INFORMATION PROVIDED Start Marker

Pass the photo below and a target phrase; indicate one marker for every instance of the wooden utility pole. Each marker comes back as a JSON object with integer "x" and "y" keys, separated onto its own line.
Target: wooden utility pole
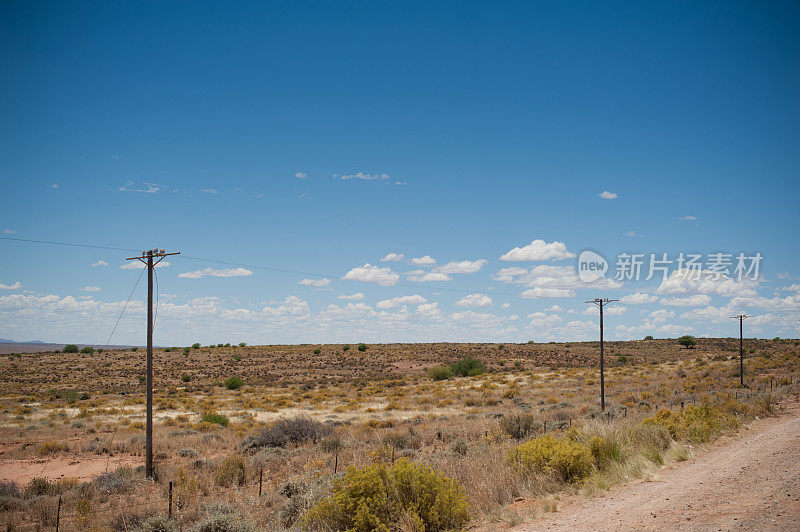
{"x": 600, "y": 302}
{"x": 147, "y": 259}
{"x": 741, "y": 317}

INFORMATION PROVIDED End Marker

EXERCISE —
The full listing must come back exactly as written, with its pictures left out.

SOLUTION FOR THIS PROBLEM —
Pass the photo below and a target phrase; indicate one marker for every instance of the wooden utility pole. Each marker comes back as a JSON object with integer "x" and "y" keys, separated onto its own line.
Target: wooden utility pole
{"x": 600, "y": 302}
{"x": 147, "y": 259}
{"x": 741, "y": 317}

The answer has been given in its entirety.